#### EXCERPT PROVIDED ####

Wednesday, May 13, 2009

The Death of Capitalism…

Is occurring much more quickly than I ever would have thought. Uninformed voter anger toward a single group (Wall Street) has been stirred up by the current administration and used as an excuse to dismantle the remaining shreds of competitive advantage and creativity in America.

Do the masses not understand that ‘safety and soundness’ is a ploy to garner support for the de facto nationalization of our financial services institutions?

Should financial institutions have compensation models that outline personal performance rewards for employees based on consideration of risk in equal measure as short-term profits? Of course. Should regulatory authorities be able to outline this objective as guidance? Absolutely. But do we believe that the government is best positioned to step into the workings of a private company and be prescriptive about how to accomplish these goals? This doesn’t feel right under a capitalistic structure.

It is a step toward the demise of capitalism when the government can decide how much an American can make in a particular field. This is a blow against talent attraction. Will the best and brightest want to be in financial services anymore?

#### DATASET ####

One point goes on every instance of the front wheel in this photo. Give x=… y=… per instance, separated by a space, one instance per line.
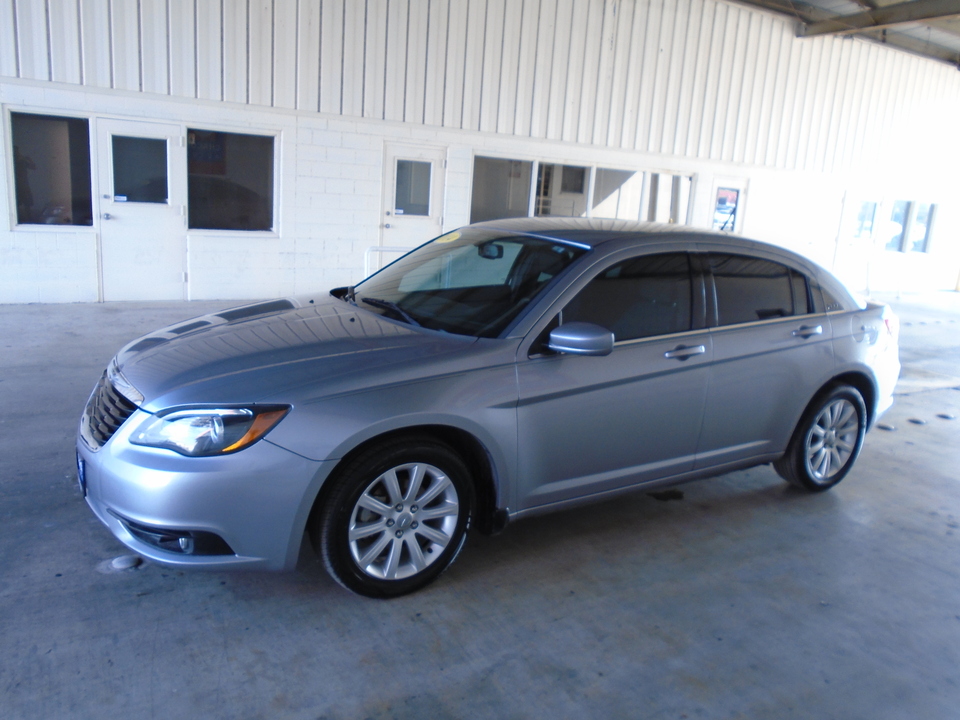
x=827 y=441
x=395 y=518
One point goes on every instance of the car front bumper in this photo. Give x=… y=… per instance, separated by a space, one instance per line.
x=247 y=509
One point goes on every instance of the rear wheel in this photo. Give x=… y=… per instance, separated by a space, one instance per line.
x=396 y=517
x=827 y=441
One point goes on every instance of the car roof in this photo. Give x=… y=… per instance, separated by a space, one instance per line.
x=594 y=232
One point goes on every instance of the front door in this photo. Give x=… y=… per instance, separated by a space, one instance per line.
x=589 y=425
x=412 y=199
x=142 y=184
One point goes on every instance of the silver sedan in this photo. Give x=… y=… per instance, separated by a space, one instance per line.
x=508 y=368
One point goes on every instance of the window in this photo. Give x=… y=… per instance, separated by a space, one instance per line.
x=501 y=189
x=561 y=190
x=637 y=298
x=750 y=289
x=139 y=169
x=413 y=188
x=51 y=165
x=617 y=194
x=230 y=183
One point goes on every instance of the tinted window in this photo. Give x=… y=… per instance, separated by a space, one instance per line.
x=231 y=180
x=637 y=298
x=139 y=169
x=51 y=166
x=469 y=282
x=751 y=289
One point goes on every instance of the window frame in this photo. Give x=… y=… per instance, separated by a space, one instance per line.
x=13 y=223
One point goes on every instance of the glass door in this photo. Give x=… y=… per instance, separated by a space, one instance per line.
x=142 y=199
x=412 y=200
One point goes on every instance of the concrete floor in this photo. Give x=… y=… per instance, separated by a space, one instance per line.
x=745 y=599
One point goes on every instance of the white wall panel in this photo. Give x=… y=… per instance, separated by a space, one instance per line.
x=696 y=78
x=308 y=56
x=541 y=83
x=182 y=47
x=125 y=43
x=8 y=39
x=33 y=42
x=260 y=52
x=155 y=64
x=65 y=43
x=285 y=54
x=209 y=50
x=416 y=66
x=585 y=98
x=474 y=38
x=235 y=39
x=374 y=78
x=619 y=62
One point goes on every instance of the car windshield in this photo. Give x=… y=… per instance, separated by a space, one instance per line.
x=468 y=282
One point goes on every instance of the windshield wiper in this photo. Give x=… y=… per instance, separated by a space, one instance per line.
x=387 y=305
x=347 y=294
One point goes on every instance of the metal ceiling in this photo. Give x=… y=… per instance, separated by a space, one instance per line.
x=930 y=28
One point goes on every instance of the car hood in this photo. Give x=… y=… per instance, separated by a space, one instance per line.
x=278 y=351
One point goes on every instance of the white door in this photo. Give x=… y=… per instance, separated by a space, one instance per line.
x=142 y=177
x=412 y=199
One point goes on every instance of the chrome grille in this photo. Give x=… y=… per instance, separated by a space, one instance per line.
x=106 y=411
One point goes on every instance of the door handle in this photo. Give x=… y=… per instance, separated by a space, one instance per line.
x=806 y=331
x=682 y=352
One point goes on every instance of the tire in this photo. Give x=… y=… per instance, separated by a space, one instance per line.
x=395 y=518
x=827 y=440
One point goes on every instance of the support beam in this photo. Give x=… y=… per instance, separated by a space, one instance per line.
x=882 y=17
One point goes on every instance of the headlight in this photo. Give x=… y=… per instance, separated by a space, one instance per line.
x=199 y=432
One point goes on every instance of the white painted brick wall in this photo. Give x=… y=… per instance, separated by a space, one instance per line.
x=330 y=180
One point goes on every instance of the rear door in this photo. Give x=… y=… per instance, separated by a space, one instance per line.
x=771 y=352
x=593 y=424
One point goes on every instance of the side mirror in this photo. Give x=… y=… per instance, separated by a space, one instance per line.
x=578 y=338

####

Continue the opinion piece titled "The Death of Capitalism…", which appears before the records, starting right after its final question about whether the best and brightest will still want to work in financial services.

ANSWER TO THIS TASK =>
And after banking, who’s next? The medical industry is already on the run over the threat of socialized medicine. How will this affect the talent pool of future doctors? If only a small percentage of the population has a particular talent, shouldn’t those people be compensated accordingly? Capitalism rewards scarcity, socialism rewards mediocrity.

And as we strangle the golden goose, let’s wrap ourselves in the warm blanket of isolationism while we’re at it. Punitive international tax laws may bring in a few extra dollars in tax revenue, but will destroy the appetite companies have for outsourcing, off-shoring, or conducting business internationally. It will only be a matter of time before other countries respond in kind, driving a stake through the heart of any meaningful recovery.

Smart people have lots of options and the intelligence to know when they’re not wanted. Driving talent out of critical professions and industries through arbitrary government intervention is profoundly shortsighted and tragically devoid of common sense.